◆ **TEXTE À LIRE**
Pour déterminer si le contrat de travail à durée déterminée a bien été conclu pour le motif de l’emploi saisonnier, la cour doit donc examiner si les tâches confiées à la salariée variaient en fonction du rythme des saisons ou si elles étaient durables et dépendantes de la volonté de l’employeur.
Tout d’abord, s’agissant de la nature des tâches confiées à la salariée, la cour relève que cette dernière a toujours été engagée sur le même poste de travail, c’est-à-dire en qualité d’aide-ménagère au sein des logements loués par l’employeur aux touristes et ce durant tous les contrats de travail successivement conclus.
Ensuite, s’agissant des périodes durant lesquelles les contrats de travail ont été mis en oeuvre, la cour observe que si le premier contrat de travail était un contrat de travail à durée déterminée couvrant une partie de l’été et de l’automne (3 juin 2015 au 31 octobre 2015), les contrats conclus ensuite étaient deux contrats de travail à durée indéterminée, l’un couvrant l’hiver et l’autre toute l’année.
En effet, suite à la conclusion du premier contrat de travail à durée déterminée litigieux du 3 juin 2015 au 31 octobre 2015, la salariée et l’employeur ont conclu les contrats de travail à durée indéterminée suivants :
-un contrat de travail à durée indéterminée du 22 décembre 2015 auquel Mme [W] [L] a mis un terme au 31 janvier 2016,
-un contrat de travail à durée indéterminée conclu à compter du 22 mars 2016 transformé en un temps complet, lequel a été rompu par le licenciement intervenu le 19 décembre 2017.
Ainsi, quand bien même les différents contrats conclus ont été séparés à chaque fois d’une période de deux mois, la salariée a toujours été affectée sur le même poste de travail d’aide-ménagère et ce sur des saisons à chaque fois différentes (été, automne hiver, puis pendant plus d’une année).
En conséquence, le caractère saisonnier du contrat de travail à durée indéterminée conclu du 3 juin 2015 au 31 octobre 2015 n’est pas établi.
Dès lors, il ne saurait être considéré que la salariée a été affectée sur une tâche saisonnière durant l’exécution de son premier contrat de travail à durée déterminée conclu du 3 juin 2015 au 31 octobre 2015. Au contraire, il est démonté que Mme [M] [P] exerçait des tâches relevant de l’activité normale de l’entreprise pendant toute l’année.
Le motif du recours au contrat de travail à durée déterminée n’étant pas conforme aux cas autorisés par la loi, la cour, infirmant le jugement, la cour requalifie la relation de travail en contrat à durée indéterminée à compter du 3 juin 2015.
2-Sur l’indemnité de requalification
L’article L1245-2 du code du travail dispose : Lorsque le conseil de prud’hommes est saisi d’une demande de requalification d’un contrat de travail à durée déterminée en contrat à durée indéterminée, l’affaire est directement portée devant le bureau de jugement qui statue au fond dans un délai d’un mois suivant sa saisine.Lorsque le conseil de prud’hommes fait droit à la demande du salarié, il lui accorde une indemnité, à la charge de l’employeur, ne pouvant être inférieure à un mois de salaire. Cette disposition s’applique sans préjudice de l’application des dispositions du titre III du présent livre relatives aux règles de rupture du contrat de travail à durée indéterminée.

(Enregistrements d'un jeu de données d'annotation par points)
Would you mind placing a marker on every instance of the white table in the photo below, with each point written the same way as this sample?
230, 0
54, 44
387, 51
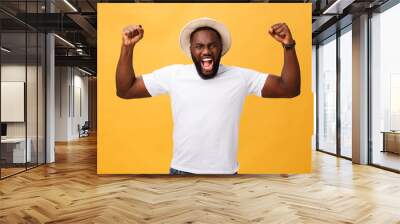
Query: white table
18, 149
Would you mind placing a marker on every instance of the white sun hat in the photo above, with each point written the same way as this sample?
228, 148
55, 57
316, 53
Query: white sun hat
204, 22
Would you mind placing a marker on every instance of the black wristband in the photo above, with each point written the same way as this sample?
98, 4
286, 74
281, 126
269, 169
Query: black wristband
289, 46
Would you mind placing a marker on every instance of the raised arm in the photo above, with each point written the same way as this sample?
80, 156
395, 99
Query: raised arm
288, 84
128, 86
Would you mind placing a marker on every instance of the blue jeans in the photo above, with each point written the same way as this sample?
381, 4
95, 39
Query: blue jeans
173, 171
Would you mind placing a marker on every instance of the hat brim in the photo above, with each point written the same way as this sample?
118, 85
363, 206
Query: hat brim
204, 22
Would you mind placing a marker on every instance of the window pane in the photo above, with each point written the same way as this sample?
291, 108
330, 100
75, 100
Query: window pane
346, 94
385, 88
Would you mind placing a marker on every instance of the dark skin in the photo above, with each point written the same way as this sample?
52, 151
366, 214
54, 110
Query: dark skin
206, 46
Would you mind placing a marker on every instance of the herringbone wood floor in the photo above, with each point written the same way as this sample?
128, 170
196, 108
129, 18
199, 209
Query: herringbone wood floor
70, 191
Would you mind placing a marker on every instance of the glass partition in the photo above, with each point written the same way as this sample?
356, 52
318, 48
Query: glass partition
327, 95
385, 89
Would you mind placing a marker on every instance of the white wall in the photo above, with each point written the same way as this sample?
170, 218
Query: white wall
71, 93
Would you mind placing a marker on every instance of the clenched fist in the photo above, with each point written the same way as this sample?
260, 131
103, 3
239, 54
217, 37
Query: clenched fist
281, 33
131, 35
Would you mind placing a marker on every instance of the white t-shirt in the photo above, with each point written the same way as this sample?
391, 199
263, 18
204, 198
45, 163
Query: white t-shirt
206, 114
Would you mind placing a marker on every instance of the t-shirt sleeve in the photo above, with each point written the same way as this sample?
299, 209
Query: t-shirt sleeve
255, 82
158, 82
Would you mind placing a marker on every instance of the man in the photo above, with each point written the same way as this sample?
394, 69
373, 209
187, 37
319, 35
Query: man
206, 97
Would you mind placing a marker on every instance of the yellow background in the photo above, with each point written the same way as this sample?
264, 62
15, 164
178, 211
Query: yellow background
135, 136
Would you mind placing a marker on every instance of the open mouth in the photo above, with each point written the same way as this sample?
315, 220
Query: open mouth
207, 64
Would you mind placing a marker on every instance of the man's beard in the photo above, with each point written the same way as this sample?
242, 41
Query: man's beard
214, 70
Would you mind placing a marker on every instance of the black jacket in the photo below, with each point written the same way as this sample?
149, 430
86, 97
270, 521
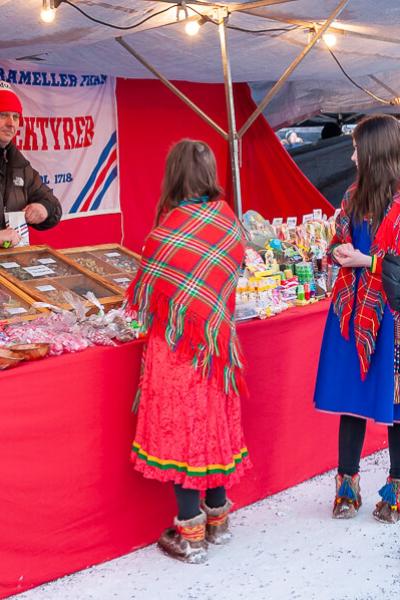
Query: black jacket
391, 280
21, 185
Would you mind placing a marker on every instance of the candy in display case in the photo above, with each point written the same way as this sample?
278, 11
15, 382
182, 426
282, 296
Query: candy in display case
114, 263
48, 276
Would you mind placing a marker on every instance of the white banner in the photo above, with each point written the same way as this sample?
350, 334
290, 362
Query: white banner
69, 134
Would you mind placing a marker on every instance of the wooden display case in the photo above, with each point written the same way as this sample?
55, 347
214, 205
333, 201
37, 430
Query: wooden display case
15, 305
45, 275
115, 264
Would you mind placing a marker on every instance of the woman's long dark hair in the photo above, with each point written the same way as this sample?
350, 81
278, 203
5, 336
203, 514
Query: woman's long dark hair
377, 140
190, 172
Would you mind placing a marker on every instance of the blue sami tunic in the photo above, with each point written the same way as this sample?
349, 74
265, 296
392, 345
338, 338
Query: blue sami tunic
339, 387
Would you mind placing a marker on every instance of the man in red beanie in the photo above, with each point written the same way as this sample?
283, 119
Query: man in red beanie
21, 187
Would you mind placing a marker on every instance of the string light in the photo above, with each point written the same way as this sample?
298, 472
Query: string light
48, 12
182, 12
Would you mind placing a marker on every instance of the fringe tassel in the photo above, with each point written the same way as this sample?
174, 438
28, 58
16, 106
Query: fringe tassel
215, 352
396, 360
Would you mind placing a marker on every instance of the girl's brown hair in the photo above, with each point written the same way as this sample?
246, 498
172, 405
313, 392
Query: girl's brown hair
377, 141
190, 172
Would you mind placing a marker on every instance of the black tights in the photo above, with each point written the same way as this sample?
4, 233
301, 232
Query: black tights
189, 500
351, 440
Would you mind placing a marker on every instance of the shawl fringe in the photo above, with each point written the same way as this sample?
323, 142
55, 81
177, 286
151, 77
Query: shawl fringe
214, 354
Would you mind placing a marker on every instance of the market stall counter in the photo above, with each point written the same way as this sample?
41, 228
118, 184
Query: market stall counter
68, 495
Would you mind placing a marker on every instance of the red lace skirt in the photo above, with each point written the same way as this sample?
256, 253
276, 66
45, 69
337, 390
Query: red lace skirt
188, 431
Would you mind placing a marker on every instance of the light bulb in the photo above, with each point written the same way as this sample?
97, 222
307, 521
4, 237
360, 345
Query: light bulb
181, 13
330, 39
47, 15
192, 27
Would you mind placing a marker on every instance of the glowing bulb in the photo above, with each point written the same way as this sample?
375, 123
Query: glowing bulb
192, 27
48, 15
330, 39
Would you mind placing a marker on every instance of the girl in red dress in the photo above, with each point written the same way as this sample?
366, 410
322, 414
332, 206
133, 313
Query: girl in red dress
189, 424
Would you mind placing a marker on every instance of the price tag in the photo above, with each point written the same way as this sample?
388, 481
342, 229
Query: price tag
45, 288
17, 310
46, 261
39, 271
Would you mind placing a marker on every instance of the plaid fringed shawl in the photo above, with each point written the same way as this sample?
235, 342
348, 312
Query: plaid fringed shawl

◆ **CONSIGNE 1**
Dans le texte sur la requalification du contrat de travail, à compter de quelle date la cour requalifie-t-elle la relation de travail en contrat à durée indéterminée ?
◆ **CONSIGNE 2**
Poursuivez, s'il vous plaît, le texte sur la requalification du contrat de travail après sa dernière phrase.

◆ **RÉPONSE CORRECTE 1**
À compter du 3 juin 2015.

◆ **RÉPONSE CORRECTE 2**
En l’espèce, la cour ayant fait droit à la demande de la salariée de requalification de son contrat de travail à durée déterminée en un contrat de travail à durée indéterminée, elle doit accorder à l’appelante une indemnité, à la charge de l’employeur, ne pouvant être inférieure à un mois de salaire.
Infirmant le jugement, la cour condamne Mme [W] [L] à payer à Mme [M] [P] une indemnité de requalification de 1480, 30 euros.
Sur les demandes relatives à la rupture du contrat de travail
La lettre de licenciement du 19 décembre 2017 est ainsi rédigée : ‘Madame [P], Nous vous avons re¢u le 22 novembre dernier pour l’entretien préalable au licenciement que nous envisagions de prononcer à votre encontre.
Malgré les explications que vous nous avez fournies, nous avons décidé de vous licencier en raison de votre comportement particulièrement déloyal et agressif envers votre employeur.
En effet, vous n’avez cessé de faire pression sur la gérante et l’avez harcelée par sms en formulant des demandes totalement injustifiées.
Déçue de ne pas avoir obtenue la rupture conventionnelle de votre contrat de travail et des sommes exorbitantes vous avez proféré des accusations mensongères dans le seul but de lui nuire et de continuer à faire pression sur lui.
Nous considérons que ces faits constituent une faute grave rendant impossible votre maintien même temporaire dans entreprise.
Votre licenciement est donc immédiat, sans préavis ni indemnité de rupture.
Nous vous signalons a cet égard qu’en raison de la gravité des faits qui vous sont reprochés, le salaire correspondant à la période pendant laquelle nous vous avons mis a pied a titre conservatoire ne vous sera pas versé (…)’
1-Sur la demande tendant à dire que le licenciement est dépourvu de faute grave et qu’il est sans cause réelle et sérieuse
L’article L1232-1 du code du travail dispose : Tout licenciement pour motif personnel est motivé dans les conditions définies par le présent chapitre.Il est justifié par une cause réelle et sérieuse.
La faute grave est entendue comme celle qui rend impossible le maintien du salarié dans l’entreprise y compris durant le préavis.
La preuve du comportement du salarié incombe à l’employeur.
La salariée contestant la faute grave reprochée par l’employeur, la cour doit examiner si ce dernier en rapporte la preuve.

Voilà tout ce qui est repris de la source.